++++ DATASET CONTENT

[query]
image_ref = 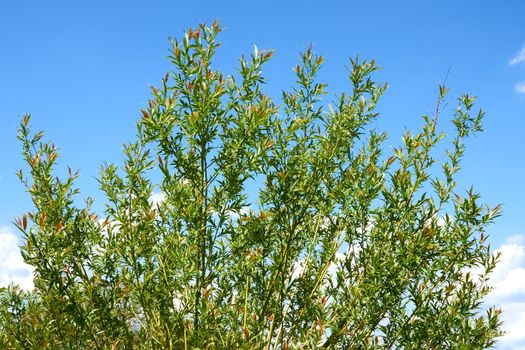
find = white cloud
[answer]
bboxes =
[0,225,34,290]
[485,234,525,349]
[509,46,525,66]
[515,82,525,95]
[498,304,525,350]
[149,191,166,209]
[224,206,252,221]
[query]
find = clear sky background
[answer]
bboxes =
[1,1,524,348]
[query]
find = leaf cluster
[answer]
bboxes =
[0,22,502,349]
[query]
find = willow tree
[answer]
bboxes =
[0,22,502,349]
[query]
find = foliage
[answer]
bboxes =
[0,22,502,349]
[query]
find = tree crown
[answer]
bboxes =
[1,22,502,349]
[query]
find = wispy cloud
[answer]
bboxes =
[515,82,525,95]
[509,46,525,66]
[0,226,34,290]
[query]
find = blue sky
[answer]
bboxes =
[1,1,524,347]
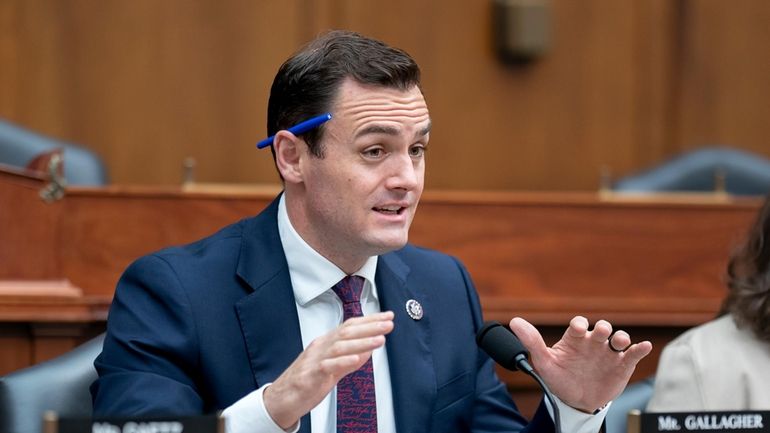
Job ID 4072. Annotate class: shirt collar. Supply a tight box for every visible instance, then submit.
[277,194,378,306]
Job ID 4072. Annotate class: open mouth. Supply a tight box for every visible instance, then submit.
[373,205,405,215]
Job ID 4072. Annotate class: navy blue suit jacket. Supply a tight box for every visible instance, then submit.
[91,197,555,433]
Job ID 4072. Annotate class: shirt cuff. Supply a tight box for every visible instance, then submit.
[543,394,612,433]
[221,383,301,433]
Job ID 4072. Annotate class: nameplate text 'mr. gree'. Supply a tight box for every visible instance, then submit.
[53,415,221,433]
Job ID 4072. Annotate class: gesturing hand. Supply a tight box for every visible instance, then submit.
[509,316,653,413]
[264,311,394,429]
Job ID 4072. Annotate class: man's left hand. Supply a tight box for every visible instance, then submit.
[509,316,653,413]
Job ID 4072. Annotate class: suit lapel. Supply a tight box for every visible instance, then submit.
[377,252,436,433]
[234,196,311,433]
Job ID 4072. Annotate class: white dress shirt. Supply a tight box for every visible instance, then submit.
[223,196,395,433]
[222,195,609,433]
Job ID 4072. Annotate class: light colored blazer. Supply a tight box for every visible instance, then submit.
[647,314,770,411]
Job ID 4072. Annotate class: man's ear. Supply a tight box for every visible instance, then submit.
[274,131,303,183]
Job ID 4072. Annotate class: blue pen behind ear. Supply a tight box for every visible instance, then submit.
[256,113,333,149]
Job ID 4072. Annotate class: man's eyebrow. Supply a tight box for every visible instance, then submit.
[355,124,399,138]
[417,122,432,138]
[354,121,432,139]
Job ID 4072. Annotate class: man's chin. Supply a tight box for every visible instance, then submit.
[367,234,410,255]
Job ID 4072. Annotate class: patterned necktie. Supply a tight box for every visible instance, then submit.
[331,275,378,433]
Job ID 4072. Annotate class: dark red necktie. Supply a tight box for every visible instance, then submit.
[331,275,378,433]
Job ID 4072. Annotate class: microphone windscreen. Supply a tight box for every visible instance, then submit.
[476,321,529,371]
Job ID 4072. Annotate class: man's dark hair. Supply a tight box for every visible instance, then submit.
[722,194,770,343]
[267,30,421,158]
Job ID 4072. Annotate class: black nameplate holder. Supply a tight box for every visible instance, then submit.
[42,412,224,433]
[628,410,769,433]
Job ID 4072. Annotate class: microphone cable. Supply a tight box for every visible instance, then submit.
[476,321,562,433]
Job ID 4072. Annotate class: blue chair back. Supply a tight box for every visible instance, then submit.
[0,119,108,186]
[613,147,770,196]
[0,334,105,433]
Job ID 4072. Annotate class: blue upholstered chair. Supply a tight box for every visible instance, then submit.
[605,376,655,433]
[613,147,770,196]
[0,334,104,433]
[0,119,108,186]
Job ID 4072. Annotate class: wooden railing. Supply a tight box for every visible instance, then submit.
[0,164,761,416]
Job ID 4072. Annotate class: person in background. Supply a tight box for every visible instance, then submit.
[647,195,770,410]
[92,30,652,433]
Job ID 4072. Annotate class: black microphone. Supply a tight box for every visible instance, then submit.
[476,321,562,433]
[475,321,533,373]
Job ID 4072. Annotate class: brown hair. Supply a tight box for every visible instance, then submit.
[722,195,770,342]
[266,30,421,158]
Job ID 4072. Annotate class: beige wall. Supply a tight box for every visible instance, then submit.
[1,0,769,190]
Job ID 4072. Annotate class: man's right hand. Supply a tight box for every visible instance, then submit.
[263,311,395,429]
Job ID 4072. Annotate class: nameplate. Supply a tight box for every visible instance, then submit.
[642,411,769,433]
[50,414,222,433]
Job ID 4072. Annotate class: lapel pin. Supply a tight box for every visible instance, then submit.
[405,299,423,320]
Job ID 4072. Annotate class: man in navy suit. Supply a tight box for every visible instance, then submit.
[91,30,652,433]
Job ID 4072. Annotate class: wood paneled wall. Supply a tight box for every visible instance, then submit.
[1,0,769,190]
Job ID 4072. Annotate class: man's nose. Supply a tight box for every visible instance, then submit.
[385,153,421,191]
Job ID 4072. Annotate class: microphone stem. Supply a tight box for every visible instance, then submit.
[517,356,562,433]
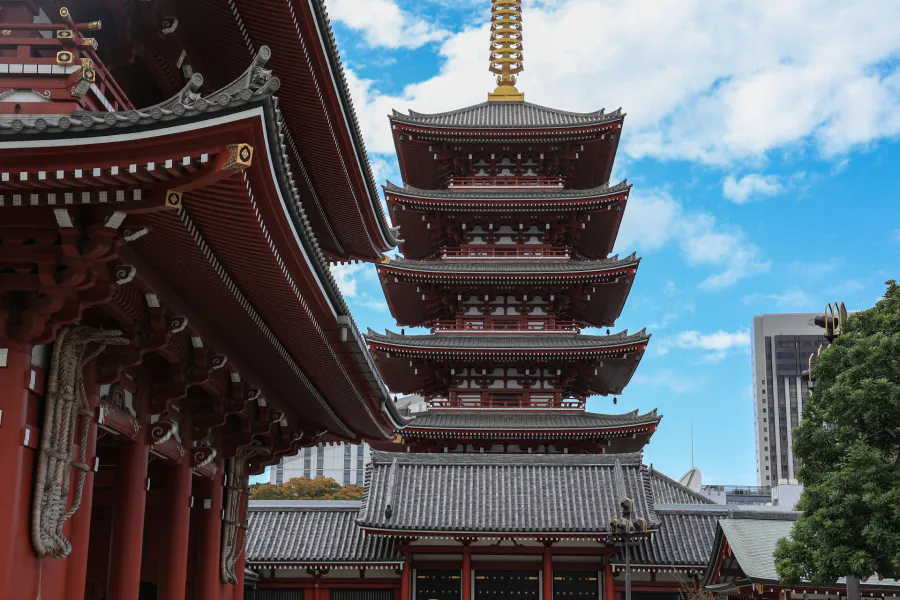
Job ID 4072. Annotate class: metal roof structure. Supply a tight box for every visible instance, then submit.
[390,102,624,129]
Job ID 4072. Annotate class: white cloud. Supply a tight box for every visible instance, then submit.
[615,189,769,289]
[658,328,751,362]
[327,0,449,49]
[722,173,783,204]
[344,0,900,163]
[743,287,816,311]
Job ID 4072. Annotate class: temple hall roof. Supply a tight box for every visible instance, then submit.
[384,180,631,201]
[650,469,718,505]
[381,254,639,274]
[390,102,624,129]
[404,409,661,431]
[613,509,723,568]
[246,500,403,567]
[366,328,650,350]
[357,451,657,536]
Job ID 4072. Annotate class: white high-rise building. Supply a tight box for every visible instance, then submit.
[270,443,371,487]
[752,313,827,486]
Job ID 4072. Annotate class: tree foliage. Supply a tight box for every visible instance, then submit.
[774,281,900,584]
[250,476,364,500]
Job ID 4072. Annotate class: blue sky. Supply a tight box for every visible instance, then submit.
[321,0,900,486]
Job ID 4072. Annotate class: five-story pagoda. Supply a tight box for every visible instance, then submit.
[366,0,658,454]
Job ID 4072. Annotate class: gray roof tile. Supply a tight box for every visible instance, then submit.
[384,180,630,201]
[390,102,624,129]
[246,500,402,566]
[650,469,718,505]
[357,451,657,535]
[365,328,650,350]
[405,409,661,431]
[382,254,639,274]
[614,511,722,567]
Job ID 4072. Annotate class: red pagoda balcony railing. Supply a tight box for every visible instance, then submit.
[441,245,571,260]
[446,175,565,189]
[429,391,585,411]
[0,13,133,113]
[432,318,579,334]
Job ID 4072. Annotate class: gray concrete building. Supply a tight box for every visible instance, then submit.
[752,313,827,486]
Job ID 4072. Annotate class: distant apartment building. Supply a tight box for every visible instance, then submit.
[271,443,371,487]
[752,313,827,486]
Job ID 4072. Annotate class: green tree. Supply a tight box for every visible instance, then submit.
[774,281,900,584]
[250,476,364,500]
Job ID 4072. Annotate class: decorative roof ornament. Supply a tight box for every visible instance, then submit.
[487,0,525,102]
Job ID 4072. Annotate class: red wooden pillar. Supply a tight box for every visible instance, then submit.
[195,466,224,600]
[400,554,412,600]
[65,362,101,600]
[160,457,193,600]
[107,437,150,599]
[604,559,615,600]
[0,343,37,600]
[462,543,472,600]
[542,543,553,600]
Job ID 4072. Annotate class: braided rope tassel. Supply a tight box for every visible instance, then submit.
[31,326,129,559]
[221,444,266,583]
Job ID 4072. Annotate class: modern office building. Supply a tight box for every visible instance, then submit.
[271,444,371,487]
[752,313,827,486]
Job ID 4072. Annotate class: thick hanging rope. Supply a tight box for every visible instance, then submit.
[221,444,267,584]
[31,326,129,559]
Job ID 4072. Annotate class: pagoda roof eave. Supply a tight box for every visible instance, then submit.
[378,254,640,276]
[401,409,661,431]
[365,328,650,353]
[384,180,631,202]
[0,57,401,440]
[388,101,625,131]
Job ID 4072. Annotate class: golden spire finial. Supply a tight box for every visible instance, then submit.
[487,0,525,102]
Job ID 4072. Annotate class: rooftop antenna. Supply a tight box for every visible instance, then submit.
[487,0,525,102]
[691,422,695,470]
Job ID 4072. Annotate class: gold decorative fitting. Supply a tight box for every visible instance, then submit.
[59,7,70,18]
[165,190,183,209]
[81,66,96,83]
[87,20,102,31]
[223,143,254,172]
[80,58,94,69]
[56,51,74,66]
[1,30,11,37]
[78,38,98,50]
[57,29,74,40]
[487,0,525,102]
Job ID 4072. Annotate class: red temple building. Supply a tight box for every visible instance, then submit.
[242,4,899,600]
[0,1,404,599]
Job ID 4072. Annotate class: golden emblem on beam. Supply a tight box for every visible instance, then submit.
[488,0,525,102]
[165,190,183,209]
[56,51,74,66]
[57,29,74,40]
[222,144,254,173]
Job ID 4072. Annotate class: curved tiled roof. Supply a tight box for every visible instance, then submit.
[366,328,650,350]
[405,409,660,430]
[357,451,657,535]
[384,180,631,200]
[613,510,721,567]
[390,102,624,129]
[649,468,718,505]
[246,501,402,566]
[381,254,639,274]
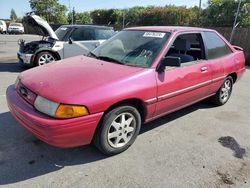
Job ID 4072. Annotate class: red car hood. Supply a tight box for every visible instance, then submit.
[20,55,144,104]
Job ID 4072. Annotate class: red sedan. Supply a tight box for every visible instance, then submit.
[6,27,245,155]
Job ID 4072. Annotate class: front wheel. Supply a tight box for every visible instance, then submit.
[94,105,141,155]
[35,51,57,66]
[211,76,233,106]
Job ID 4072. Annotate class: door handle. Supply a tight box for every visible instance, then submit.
[201,67,208,72]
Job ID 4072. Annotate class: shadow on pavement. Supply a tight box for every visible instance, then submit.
[0,100,216,185]
[0,60,27,73]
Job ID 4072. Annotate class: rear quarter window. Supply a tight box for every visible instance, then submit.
[203,31,232,59]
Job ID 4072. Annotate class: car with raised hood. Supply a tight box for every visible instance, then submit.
[18,14,114,67]
[7,26,245,155]
[0,20,7,34]
[8,22,24,34]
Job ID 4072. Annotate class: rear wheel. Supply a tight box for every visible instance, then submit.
[35,51,56,66]
[94,105,141,155]
[211,76,233,106]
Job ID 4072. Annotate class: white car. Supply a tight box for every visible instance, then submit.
[8,23,24,34]
[0,20,7,34]
[18,15,115,67]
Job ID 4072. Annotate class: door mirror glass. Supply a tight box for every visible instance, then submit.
[69,37,73,44]
[157,56,181,72]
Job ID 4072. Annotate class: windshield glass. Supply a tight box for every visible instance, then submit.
[10,23,22,27]
[55,26,70,41]
[95,29,115,40]
[92,30,170,68]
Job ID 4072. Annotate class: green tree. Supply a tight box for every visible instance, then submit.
[29,0,67,24]
[10,8,17,21]
[91,9,119,25]
[71,12,92,24]
[201,0,250,27]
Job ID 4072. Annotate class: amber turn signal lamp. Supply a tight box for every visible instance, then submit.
[55,104,89,119]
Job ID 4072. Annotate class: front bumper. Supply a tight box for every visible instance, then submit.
[6,85,103,148]
[17,52,33,65]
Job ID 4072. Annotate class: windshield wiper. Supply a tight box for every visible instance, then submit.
[87,52,98,58]
[97,56,125,65]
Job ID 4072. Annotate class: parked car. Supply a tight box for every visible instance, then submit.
[0,20,7,34]
[18,15,115,67]
[7,26,245,155]
[8,23,24,34]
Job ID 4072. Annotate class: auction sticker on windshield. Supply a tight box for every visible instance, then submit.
[143,32,166,38]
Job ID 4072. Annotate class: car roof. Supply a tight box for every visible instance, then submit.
[61,25,113,30]
[125,26,215,33]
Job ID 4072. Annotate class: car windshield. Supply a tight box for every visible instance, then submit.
[91,30,170,68]
[10,23,22,27]
[55,26,70,41]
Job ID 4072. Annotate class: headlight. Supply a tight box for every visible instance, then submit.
[34,96,59,117]
[34,95,89,119]
[14,76,20,88]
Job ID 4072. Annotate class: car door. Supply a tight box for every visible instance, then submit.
[63,27,98,58]
[155,32,212,117]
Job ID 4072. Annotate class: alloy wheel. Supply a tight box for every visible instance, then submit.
[107,112,136,148]
[38,53,55,66]
[220,79,232,103]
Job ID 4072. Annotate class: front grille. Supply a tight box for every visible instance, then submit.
[16,82,37,105]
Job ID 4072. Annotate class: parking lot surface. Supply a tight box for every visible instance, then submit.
[0,34,41,60]
[0,35,250,188]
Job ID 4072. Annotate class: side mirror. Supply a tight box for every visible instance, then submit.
[156,56,181,73]
[68,37,73,44]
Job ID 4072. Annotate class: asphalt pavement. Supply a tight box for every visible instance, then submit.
[0,34,250,188]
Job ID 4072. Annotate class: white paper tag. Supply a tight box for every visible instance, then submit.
[60,27,68,30]
[143,32,165,38]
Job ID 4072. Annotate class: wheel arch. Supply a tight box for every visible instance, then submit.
[34,49,61,61]
[103,98,147,123]
[227,72,237,83]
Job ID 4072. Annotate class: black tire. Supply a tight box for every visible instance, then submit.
[211,76,233,106]
[94,105,141,155]
[35,51,57,67]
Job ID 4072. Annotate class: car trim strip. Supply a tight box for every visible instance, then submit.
[145,75,226,104]
[158,80,212,101]
[145,97,157,105]
[212,75,226,83]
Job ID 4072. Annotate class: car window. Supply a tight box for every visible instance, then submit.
[70,28,95,41]
[55,26,70,41]
[92,30,170,68]
[165,33,205,65]
[0,21,2,25]
[203,31,232,59]
[10,23,22,27]
[95,29,114,40]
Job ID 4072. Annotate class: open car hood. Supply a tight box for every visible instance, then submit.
[23,15,58,40]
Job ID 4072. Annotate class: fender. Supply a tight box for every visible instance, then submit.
[32,47,62,66]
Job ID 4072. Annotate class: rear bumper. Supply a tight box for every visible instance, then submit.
[6,85,103,148]
[236,67,246,82]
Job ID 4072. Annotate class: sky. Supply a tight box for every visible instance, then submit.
[0,0,206,19]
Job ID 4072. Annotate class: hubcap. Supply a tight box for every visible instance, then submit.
[38,54,55,66]
[220,80,231,103]
[108,112,136,148]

++++++++

| AIM OF THE EXERCISE |
If a line of the records above holds the string "find", count it; then state only how many such lines there are.

| SOLUTION BELOW |
8